▶ EXTRAIT CITÉ:
----

Interview sur Mutek de Vincent Lemieux par Waner pour le compte de B2B

Interview Vincent Lemieux pour B2B Music

Juin 2015 – Laïka, Montréal

 

À 39 ans, Vincent Lemieux est un acteur incontournable de la scène électronique canadienne. Resté longtemps à l’écart du tourbillon médiatique, celui-ci rattrape ce pilier de la scène locale. Après plusieurs tournées dans les clubs du monde entier dont le fameux Panorama Bar, il va prochainement sortir avec Guillaume & the Coutu Dumont un vinyle sous le nom Flabbergast. C’est à 21 ans, lors d’un événement techno, que la révélation pour la musique électronique lui vient. Vincent Lemieux se met alors au DJing pendant qu’il fait ses débuts dans un record shop à Montréal. C’est durant cette période, alors qu’il est en charge de l’achat des vinyles électroniques pour le magasin, qu’il rencontre Alain Mongeau, l’homme à l’origine de MUTEK. À l’époque les records shops étaient les meilleurs moyens de se tenir informé des nouveautés musicales. Animés par les mêmes passions et les mêmes goûts musicaux, les deux lurons se lient d’amitié au point que celui-ci propose en 2000 de devenir programmateur du festival MUTEK de Montréal, pour sa deuxième édition. Depuis l’eau à coulé sous le pont Jacques Cartier et nous voilà à la seizième édition de MUTEK, qui s’est depuis hissé parmi les festivals incontournables.

 

Comment MUTEK est né ?

MUTEK est né de la volonté de son fondateur, Alain Mongeau. Il travaillait alors pour l’ancêtre du Festival du Nouveau Cinéma, le FCMM, où il s’occupe du media lounge qui gère la section des nouveaux médias. A cette époque il n’y avait pas de festival de musique électronique à Montréal et Alain sentait qu’il y avait quelque chose à développer de ce côté là ; allier musique électronique et les nouveaux médias. Aux débuts du VJing, il n’y avait pas plus de logiciels informatiques que d’ordinateurs. Les VJs mixaient les vidéos à l’aide de mixers et de cassettes vidéos.

A ses débuts MUTEK se passait en extérieur et dans quelques petites salles de Montréal comme le Café Campus et le cinéma Ex-Centris. Comme beaucoup avant lui, le festival commence petit. Ce qui lui a apporté un côté humain dont il ne s’est pas départi lors de son expansion. Il faut dire que l’un des buts avoués de MUTEK est la démocratisation des arts numériques et de la musique électronique. Celle-ci permet au public de se former l’œil et l’oreille, découvrir l’univers numérique qui entoure la performance live des musiciens et vidéastes et également le développement la scène locale. C’est d’ailleurs dans cette optique que les évènements gratuits proposés par MUTEK sont de plus en plus nombreux chaque année. Tant sous la forme de performance live, que de workshops (cette année sur les synthés analogiques) ou d’entretiens avec certains artistes présents durant le festival.

 

Comment se fait la sélection des artistes ?

----

▶ DONNÉES À TRAITER:
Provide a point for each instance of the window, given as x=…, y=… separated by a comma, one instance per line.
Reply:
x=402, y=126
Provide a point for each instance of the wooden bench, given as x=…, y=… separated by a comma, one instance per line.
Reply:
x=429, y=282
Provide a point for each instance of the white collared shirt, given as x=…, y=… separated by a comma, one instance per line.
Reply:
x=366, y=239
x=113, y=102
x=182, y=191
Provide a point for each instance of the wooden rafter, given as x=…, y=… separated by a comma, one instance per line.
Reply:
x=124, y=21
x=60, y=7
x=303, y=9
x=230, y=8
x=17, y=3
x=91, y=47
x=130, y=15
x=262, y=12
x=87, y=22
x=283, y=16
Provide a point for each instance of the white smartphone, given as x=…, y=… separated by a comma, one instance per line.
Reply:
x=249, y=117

----

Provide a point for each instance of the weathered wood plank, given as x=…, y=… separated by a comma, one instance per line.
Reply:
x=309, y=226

----

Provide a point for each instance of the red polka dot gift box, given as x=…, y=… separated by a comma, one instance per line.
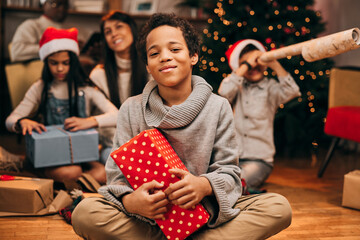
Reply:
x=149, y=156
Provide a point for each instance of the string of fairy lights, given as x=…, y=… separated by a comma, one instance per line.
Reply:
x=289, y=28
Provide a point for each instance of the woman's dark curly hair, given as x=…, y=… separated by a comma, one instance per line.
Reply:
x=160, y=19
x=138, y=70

----

▶ VOS TÂCHES:
**a.** Convertissez en liste numérotée les lignes du listing, de la ligne contenant « Provide a point for each instance of the weathered » jusqu'à la ligne contenant « x=309, y=226 » incluse, en omettant les lignes vides.
**b.** Poursuivez l'entretien sur MUTEK à partir de l'endroit où il s'arrête.

▶ RÉPONSES AUX TÂCHES:
**a.**
1. Provide a point for each instance of the weathered wood plank, given as x=…, y=… separated by a comma, one instance per line.
2. Reply:
3. x=309, y=226

**b.**
C’est un processus extrêmement long car nous sommes très pointilleux sur le choix des artistes. Nous avons déjà notre idée de ce que nous voulons faire pour chaque soirée. Elles sont pensées dans leur globalité. C’est à dire tant la place de la soirée dans l’évolution du festival que choix des artistes et de leurs horaires pendant celle-ci. Par exemple le dimanche nous avons la volonté de clôturer le festival par une nouvelle ouverture qui nous permet de nous demander si l’an prochain nous irons dans cette direction. Le mercredi nous l’ouvrons par une soirée festive sans être non plus la grosse teuf du samedi soir. MUTEK est une progression en tant que tel, tout comme chaque programme a sa progression.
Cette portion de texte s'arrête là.